* Problem to solve: Rewrite the items from the line containing "Practice step: locate the girl's" through the line containing "point(627, 476)", changing "set one marker" to "place one marker" and keeping all other text unchanged.

* Information given:
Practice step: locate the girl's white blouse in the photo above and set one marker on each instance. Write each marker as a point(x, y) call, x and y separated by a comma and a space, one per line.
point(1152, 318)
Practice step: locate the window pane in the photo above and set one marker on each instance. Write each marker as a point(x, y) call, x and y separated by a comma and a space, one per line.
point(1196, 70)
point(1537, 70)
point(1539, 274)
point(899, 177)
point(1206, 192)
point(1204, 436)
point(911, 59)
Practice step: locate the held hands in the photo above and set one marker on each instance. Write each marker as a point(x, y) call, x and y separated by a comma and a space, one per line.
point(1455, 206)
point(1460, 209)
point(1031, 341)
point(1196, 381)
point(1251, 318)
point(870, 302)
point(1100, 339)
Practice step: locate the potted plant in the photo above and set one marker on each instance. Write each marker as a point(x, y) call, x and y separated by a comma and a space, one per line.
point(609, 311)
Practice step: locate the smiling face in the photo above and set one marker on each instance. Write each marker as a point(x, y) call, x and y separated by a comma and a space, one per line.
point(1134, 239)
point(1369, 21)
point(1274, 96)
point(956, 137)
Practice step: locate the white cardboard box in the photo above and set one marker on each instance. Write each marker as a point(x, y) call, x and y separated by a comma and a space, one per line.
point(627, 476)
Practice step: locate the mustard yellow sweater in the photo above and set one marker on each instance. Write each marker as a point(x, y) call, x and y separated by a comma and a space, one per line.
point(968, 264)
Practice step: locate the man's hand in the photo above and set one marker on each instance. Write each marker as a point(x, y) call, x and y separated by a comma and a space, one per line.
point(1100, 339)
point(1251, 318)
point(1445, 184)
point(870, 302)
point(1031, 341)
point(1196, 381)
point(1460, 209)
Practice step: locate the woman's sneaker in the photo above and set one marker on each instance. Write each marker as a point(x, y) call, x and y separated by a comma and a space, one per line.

* * *

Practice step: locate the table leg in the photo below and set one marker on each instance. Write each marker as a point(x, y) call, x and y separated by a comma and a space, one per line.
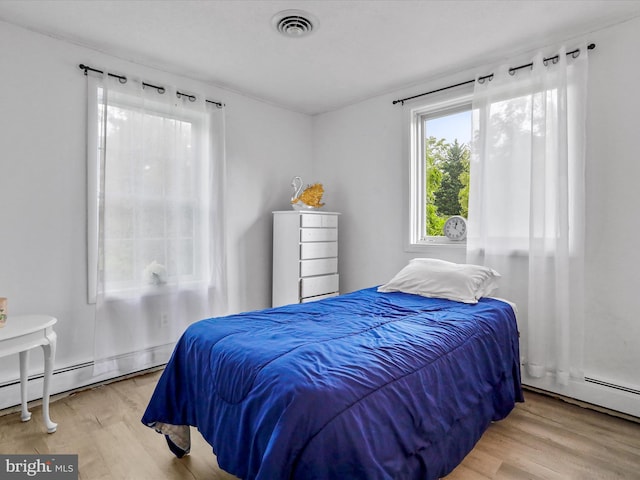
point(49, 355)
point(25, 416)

* * *

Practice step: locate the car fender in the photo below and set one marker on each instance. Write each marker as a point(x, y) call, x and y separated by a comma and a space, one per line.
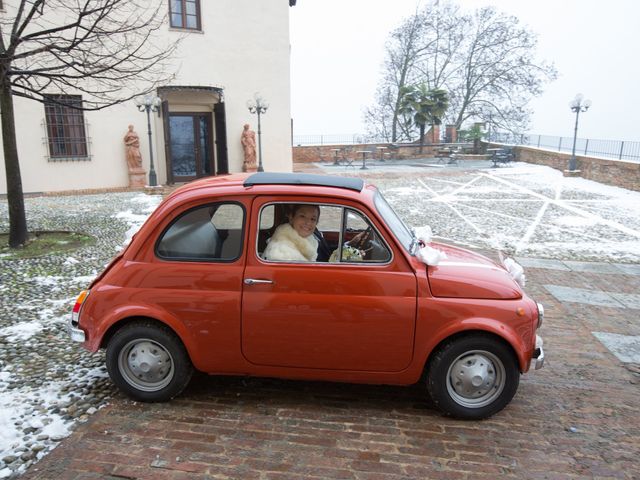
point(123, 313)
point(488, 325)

* Correct answer:
Practice step: locate the girl's white blouse in the photo above and place one marker on each instance. Write each marker as a point(x, y) call, x and y separated by a comma and a space, one per line.
point(1152, 318)
Practice step: locate the window pane in the photo above and place one marker on each instance. Write each marker as a point(x, y) call, x and y separated by a comma and a space, one per line.
point(1196, 70)
point(1537, 70)
point(1539, 274)
point(899, 177)
point(1206, 192)
point(1204, 436)
point(911, 59)
Practice step: locate the held hands in the photo above and place one marker on each instance. Write each marker as a point(x, y) call, x and y separated by a comma and a space, one per line.
point(1455, 206)
point(1460, 209)
point(1031, 341)
point(1196, 381)
point(1251, 318)
point(870, 302)
point(1100, 339)
Practice step: locate the potted plant in the photo above and place one marker on each instance. Write each marker as a point(x, y) call, x and y separated by a comma and a space, one per line.
point(609, 311)
Practice step: locate the smiling face in the photo above and place one marker on each instance. Write each marker as a point(x, y) call, x and y separated by a comma and a space, one per line.
point(1134, 239)
point(1369, 21)
point(1274, 96)
point(956, 137)
Practice step: locate the white cardboard box in the photo above and place one marker on each instance. Write each marker as a point(x, y) call, x and y separated by a comma and a space, one per line.
point(627, 476)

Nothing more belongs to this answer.